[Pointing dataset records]
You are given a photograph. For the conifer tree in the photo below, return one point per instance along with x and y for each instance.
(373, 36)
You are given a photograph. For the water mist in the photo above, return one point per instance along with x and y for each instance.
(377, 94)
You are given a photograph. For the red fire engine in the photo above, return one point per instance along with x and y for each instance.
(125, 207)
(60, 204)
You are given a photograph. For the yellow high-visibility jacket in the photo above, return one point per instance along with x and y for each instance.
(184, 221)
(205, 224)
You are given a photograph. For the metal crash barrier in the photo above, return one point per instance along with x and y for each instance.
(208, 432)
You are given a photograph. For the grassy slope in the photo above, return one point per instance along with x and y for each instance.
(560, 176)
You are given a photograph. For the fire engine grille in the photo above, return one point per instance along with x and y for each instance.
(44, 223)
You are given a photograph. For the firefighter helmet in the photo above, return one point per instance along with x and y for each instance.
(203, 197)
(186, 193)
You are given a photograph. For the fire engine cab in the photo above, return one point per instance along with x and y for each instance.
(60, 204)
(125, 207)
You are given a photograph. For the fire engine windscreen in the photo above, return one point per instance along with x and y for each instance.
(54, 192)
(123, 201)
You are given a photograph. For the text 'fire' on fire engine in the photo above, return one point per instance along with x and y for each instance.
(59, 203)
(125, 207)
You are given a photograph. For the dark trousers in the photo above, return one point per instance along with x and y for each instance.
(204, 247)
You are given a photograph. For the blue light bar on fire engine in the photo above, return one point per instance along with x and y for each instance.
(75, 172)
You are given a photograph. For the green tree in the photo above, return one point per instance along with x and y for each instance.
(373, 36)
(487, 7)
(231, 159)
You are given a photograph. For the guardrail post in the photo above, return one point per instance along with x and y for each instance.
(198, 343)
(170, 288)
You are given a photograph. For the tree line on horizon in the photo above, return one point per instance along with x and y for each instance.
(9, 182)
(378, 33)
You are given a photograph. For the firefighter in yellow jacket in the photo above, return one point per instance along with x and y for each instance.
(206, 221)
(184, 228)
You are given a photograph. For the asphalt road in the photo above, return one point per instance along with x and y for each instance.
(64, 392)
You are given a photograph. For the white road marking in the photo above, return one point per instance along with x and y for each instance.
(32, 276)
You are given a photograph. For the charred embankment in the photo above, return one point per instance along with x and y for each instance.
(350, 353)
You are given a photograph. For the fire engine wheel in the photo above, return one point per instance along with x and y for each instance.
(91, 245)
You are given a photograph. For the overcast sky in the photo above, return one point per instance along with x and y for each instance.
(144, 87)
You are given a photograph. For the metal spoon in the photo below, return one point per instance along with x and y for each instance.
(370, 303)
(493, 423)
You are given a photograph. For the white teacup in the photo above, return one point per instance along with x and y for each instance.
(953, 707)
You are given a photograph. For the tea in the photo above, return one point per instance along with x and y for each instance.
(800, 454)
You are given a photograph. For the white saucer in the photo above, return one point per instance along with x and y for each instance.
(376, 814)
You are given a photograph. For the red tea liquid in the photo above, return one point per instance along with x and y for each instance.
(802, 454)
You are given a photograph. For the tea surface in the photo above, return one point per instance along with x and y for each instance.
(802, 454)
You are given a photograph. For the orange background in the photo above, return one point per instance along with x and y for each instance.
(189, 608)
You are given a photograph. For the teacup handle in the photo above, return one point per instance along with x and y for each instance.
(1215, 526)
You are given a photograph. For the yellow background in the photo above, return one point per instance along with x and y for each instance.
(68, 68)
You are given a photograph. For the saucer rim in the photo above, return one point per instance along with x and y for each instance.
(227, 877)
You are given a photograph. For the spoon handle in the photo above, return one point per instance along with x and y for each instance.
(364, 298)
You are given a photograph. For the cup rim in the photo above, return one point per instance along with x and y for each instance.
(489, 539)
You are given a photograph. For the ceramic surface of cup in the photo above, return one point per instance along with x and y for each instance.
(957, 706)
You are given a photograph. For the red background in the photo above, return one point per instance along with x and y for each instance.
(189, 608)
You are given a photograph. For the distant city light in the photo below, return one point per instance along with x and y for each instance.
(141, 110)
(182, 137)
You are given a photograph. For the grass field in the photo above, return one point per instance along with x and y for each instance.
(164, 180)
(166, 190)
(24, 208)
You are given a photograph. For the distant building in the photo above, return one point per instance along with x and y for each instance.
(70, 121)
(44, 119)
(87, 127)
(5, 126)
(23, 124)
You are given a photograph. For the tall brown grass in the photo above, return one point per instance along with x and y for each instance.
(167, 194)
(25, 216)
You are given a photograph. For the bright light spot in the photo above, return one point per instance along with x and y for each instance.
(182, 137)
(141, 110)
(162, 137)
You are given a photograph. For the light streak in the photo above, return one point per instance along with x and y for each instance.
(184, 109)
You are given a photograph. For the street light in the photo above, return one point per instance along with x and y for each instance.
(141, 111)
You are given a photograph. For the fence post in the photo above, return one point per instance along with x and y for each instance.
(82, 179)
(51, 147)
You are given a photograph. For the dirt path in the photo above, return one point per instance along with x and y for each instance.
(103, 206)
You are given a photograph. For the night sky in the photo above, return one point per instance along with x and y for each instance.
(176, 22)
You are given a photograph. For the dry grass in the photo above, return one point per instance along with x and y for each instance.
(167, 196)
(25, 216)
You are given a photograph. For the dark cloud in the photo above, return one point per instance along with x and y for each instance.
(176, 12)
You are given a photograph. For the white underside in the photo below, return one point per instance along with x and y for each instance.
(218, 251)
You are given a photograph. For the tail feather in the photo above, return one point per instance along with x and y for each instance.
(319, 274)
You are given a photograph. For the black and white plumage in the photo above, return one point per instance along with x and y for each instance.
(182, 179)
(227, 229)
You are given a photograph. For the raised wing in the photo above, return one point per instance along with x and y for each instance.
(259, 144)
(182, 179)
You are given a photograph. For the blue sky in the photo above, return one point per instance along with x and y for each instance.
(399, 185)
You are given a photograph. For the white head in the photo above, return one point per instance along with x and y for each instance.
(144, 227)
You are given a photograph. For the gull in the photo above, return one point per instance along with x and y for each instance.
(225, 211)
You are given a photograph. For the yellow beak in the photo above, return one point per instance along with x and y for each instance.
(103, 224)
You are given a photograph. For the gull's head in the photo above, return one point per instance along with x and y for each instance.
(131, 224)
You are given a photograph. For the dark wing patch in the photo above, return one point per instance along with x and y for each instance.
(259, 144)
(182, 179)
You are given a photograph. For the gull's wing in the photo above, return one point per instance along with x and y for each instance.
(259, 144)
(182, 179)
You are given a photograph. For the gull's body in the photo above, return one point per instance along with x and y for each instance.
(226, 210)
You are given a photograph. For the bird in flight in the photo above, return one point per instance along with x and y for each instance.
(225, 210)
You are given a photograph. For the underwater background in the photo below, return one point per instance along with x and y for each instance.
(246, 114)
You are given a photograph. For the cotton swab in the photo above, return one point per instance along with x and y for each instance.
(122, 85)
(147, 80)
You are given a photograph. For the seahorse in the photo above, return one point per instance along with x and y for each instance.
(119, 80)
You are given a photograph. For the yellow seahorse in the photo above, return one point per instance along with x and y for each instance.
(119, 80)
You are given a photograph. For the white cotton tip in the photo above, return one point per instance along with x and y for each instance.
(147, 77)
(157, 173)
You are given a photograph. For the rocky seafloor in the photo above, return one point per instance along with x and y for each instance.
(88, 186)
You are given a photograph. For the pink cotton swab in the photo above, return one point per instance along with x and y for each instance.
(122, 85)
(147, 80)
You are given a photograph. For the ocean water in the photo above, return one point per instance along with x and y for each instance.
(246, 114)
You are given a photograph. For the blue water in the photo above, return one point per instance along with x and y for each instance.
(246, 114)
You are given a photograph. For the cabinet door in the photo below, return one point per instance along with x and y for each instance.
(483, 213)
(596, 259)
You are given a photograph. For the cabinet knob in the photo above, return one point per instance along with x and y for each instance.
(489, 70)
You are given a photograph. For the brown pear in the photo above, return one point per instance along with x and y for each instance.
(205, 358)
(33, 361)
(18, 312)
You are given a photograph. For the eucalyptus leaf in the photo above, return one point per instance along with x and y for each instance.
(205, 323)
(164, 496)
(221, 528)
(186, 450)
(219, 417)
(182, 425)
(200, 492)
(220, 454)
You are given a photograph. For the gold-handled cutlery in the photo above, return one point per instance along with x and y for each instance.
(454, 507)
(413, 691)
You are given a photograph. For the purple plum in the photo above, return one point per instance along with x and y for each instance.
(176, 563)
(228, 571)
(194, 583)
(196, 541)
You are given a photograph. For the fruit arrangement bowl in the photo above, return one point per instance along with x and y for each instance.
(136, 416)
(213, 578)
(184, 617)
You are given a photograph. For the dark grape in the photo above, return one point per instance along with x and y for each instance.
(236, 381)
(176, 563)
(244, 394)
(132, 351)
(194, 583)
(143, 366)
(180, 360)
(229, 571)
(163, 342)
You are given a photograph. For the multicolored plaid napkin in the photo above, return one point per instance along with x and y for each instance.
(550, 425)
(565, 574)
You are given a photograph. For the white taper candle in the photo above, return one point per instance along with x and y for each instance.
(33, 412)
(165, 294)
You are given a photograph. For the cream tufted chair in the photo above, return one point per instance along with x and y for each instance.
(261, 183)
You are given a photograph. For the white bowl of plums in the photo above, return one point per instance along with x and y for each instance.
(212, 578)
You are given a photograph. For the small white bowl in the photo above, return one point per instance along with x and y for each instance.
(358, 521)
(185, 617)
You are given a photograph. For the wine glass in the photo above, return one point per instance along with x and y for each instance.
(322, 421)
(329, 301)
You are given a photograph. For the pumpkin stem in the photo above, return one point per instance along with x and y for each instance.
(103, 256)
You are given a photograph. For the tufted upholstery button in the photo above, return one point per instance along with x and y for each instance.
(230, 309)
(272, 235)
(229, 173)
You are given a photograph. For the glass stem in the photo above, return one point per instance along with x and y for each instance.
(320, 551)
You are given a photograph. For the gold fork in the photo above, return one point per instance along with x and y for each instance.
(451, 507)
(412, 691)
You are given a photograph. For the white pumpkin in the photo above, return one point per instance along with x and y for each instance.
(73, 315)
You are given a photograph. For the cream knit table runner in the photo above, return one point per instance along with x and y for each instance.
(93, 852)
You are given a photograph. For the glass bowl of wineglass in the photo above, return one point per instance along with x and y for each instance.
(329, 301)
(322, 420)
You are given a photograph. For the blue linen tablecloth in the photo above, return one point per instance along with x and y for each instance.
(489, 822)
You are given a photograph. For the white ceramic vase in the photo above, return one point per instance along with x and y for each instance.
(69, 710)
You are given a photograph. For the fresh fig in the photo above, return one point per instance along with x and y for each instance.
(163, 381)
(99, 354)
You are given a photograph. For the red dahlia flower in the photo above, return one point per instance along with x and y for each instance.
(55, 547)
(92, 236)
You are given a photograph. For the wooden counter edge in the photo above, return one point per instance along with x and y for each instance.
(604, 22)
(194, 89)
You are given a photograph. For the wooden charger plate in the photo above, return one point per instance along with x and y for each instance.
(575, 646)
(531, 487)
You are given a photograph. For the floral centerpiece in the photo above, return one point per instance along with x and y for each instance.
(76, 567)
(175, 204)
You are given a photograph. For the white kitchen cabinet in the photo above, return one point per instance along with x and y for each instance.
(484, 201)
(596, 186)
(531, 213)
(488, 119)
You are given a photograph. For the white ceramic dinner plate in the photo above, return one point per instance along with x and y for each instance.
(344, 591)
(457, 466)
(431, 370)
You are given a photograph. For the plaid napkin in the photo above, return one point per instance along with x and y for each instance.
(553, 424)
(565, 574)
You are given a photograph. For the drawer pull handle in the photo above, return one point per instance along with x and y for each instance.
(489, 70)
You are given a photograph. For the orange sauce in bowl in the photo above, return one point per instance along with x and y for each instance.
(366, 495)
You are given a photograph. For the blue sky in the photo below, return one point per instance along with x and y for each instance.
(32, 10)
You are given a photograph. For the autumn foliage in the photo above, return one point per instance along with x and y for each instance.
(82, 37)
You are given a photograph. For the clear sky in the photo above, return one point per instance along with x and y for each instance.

| EXERCISE DESCRIPTION |
In the records above, return only the line that contains "You are given a photograph. For the plaid" and every line after it through the last, exactly as they appear.

| PROBLEM SOLUTION |
You are given a photograph. For the plaid napkin in the photo above, return one point per instance along with x and y for each instance.
(553, 424)
(565, 574)
You are given a photograph. For the drawer pull handle in the photo above, return one point per instance along with x and y for each instance.
(489, 70)
You are given a photograph. For the orange sauce in bowl in the photo above, return one point per instance along with x and y for each instance.
(366, 495)
You are given a photograph. For the blue sky in the photo below, return one point per instance along with x and y for each instance.
(32, 10)
You are given a photograph. For the autumn foliage in the photo above, return one point per instance along with x and y for each instance.
(82, 37)
You are given a photograph. For the clear sky in the photo above, return one point per instance along with x and y for each instance.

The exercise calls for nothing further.